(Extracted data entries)
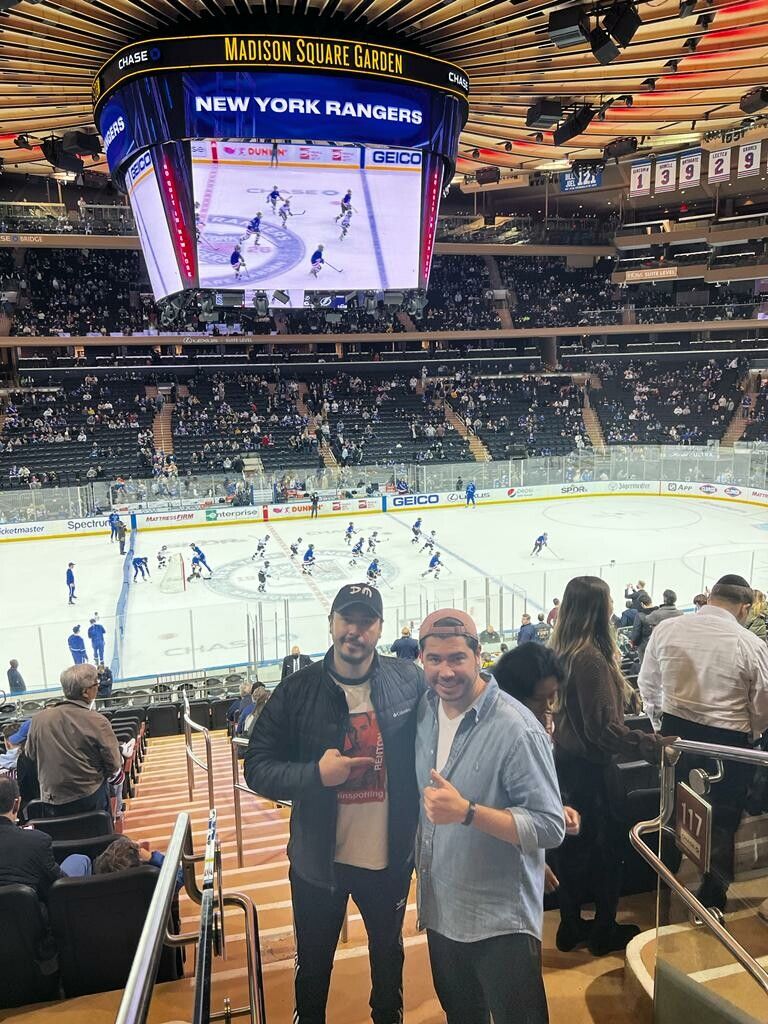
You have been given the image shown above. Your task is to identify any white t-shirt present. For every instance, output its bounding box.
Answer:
[335,680,389,871]
[434,700,466,772]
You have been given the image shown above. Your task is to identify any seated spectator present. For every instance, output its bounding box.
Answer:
[390,626,419,662]
[26,665,123,817]
[517,612,536,646]
[0,775,91,899]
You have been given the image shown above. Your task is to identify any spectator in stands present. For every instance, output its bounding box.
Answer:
[26,665,123,817]
[638,574,768,910]
[0,775,91,899]
[517,612,536,644]
[624,580,653,611]
[8,657,27,696]
[550,577,670,956]
[744,590,768,641]
[280,644,312,682]
[632,590,682,665]
[618,599,640,630]
[416,608,564,1024]
[390,626,419,662]
[534,611,552,643]
[245,586,424,1024]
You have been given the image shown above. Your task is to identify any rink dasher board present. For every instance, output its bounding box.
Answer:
[0,480,768,543]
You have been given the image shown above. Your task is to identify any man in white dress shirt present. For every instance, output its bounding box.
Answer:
[638,575,768,910]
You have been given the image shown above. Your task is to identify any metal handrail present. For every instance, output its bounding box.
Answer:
[187,692,215,811]
[115,811,190,1024]
[630,739,768,994]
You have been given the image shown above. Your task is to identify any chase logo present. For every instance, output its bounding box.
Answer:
[128,150,152,181]
[371,150,422,167]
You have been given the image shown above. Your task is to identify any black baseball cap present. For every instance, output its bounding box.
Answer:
[331,583,384,622]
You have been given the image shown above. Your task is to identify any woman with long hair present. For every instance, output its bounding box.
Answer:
[550,577,674,956]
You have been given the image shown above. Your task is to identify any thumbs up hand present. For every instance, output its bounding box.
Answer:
[424,769,469,825]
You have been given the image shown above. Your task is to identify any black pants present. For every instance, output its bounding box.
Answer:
[427,930,549,1024]
[555,748,628,927]
[662,715,755,909]
[290,864,412,1024]
[43,782,111,818]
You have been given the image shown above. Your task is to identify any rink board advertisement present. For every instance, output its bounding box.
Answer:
[0,480,768,543]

** Exercise instructions **
How many lines of the material above contain the string "shirt", with case counting? Reply with the number alone.

** Output below **
2